TASK LIST —
• 1. In the essay on friendship and community below, what happened to people in pre-agricultural societies who lacked the love, support and connection of those closest to them?
• 2. From the essay on friendship and community below, write out everything from "If history is" down to "together, often supported." word for word.

PROVIDED TEXT —
If history is a guide

Community, Politics & Meaning
5 min readFeb 22, 2023
Group hangouts. Courtesy of Papaioannou Kostas via Unsplash

In a technologically-sophisticated and physically dispersed world, friendship and community-building remain some of our greatest strengths. Gay communities have experimented with these things more than many

In the past, geographically-near relationships came easier. We lived in groups, in tribes, among our friends and amidst an assortment of family members. We spent our days with them, our time embedded in theirs, seldom were there moments of loneliness or even aloneness. We were always together, often supported.

This is an imperfect painting of the before times — and it’s certainly not utopic — but it’s not entirely inaccurate either. Humans evolved with others around them. In pre-agricultural societies, if people didn’t have the love and support and connection of those closest to them, they would die. They were nothing without others. There was no choice in the matter.

People today, particularly Westerners, are living through a radical experiment. To live in a few rooms with no one else, to navigate a day on a screen without talking with anyone, to be completely self-reliant and even get your life’s nourishment (food) from spaces without any connection to those spaces or the people in them — this is a life that is unrecognizable to anyone living merely one hundred years prior. While it certainly doesn’t exist for everyone, that degree of aloneness is more common today than ever before, technology and complex communication systems making it all possible.

And yet, relationships still take the same work. The same bonds demand care and vulnerability. But there are barriers today that haven’t existed in the distant past, like needing to close physical gaps that previously weren’t around. In a technologically-laden world, one that allows for the comforts and loneliness that a lot of space provides, relationships can be more difficult to maintain. That space — whether its blocks, acres or miles — means that the risk of being rejected is part of creating new, and even maintaining old, relationships.

Creating community in recent times

In more recent decades, there are some who are experimenting and exploring different ways of connecting and of creating community.

PROVIDED RECORDS —
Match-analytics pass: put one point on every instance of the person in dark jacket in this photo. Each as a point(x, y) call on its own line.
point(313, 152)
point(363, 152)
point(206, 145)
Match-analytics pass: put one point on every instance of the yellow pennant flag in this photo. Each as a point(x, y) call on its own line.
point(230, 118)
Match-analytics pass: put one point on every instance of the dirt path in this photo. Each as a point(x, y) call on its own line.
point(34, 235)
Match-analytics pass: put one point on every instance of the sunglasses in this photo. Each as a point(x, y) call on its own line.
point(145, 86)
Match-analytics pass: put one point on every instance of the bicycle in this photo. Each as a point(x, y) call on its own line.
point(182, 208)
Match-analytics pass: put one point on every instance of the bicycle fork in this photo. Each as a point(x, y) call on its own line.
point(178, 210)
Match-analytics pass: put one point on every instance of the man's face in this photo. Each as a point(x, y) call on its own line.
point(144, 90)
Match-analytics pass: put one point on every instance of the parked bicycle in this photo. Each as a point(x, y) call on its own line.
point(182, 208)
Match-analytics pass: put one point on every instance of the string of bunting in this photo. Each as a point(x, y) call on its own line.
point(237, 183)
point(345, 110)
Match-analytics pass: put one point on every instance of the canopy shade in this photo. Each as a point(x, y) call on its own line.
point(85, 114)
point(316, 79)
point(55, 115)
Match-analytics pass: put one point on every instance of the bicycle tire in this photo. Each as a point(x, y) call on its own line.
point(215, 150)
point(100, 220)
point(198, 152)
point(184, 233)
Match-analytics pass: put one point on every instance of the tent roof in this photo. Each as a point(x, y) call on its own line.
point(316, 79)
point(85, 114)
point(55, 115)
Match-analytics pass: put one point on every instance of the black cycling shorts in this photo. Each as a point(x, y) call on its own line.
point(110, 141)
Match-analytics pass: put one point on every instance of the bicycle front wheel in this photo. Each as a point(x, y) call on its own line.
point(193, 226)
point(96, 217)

SOLUTIONS FOR EACH TASK —
• 1. They would die.

• 2.
If history is a guide

Community, Politics & Meaning
5 min readFeb 22, 2023
Group hangouts. Courtesy of Papaioannou Kostas via Unsplash

In a technologically-sophisticated and physically dispersed world, friendship and community-building remain some of our greatest strengths. Gay communities have experimented with these things more than many

In the past, geographically-near relationships came easier. We lived in groups, in tribes, among our friends and amidst an assortment of family members. We spent our days with them, our time embedded in theirs, seldom were there moments of loneliness or even aloneness. We were always together, often supported.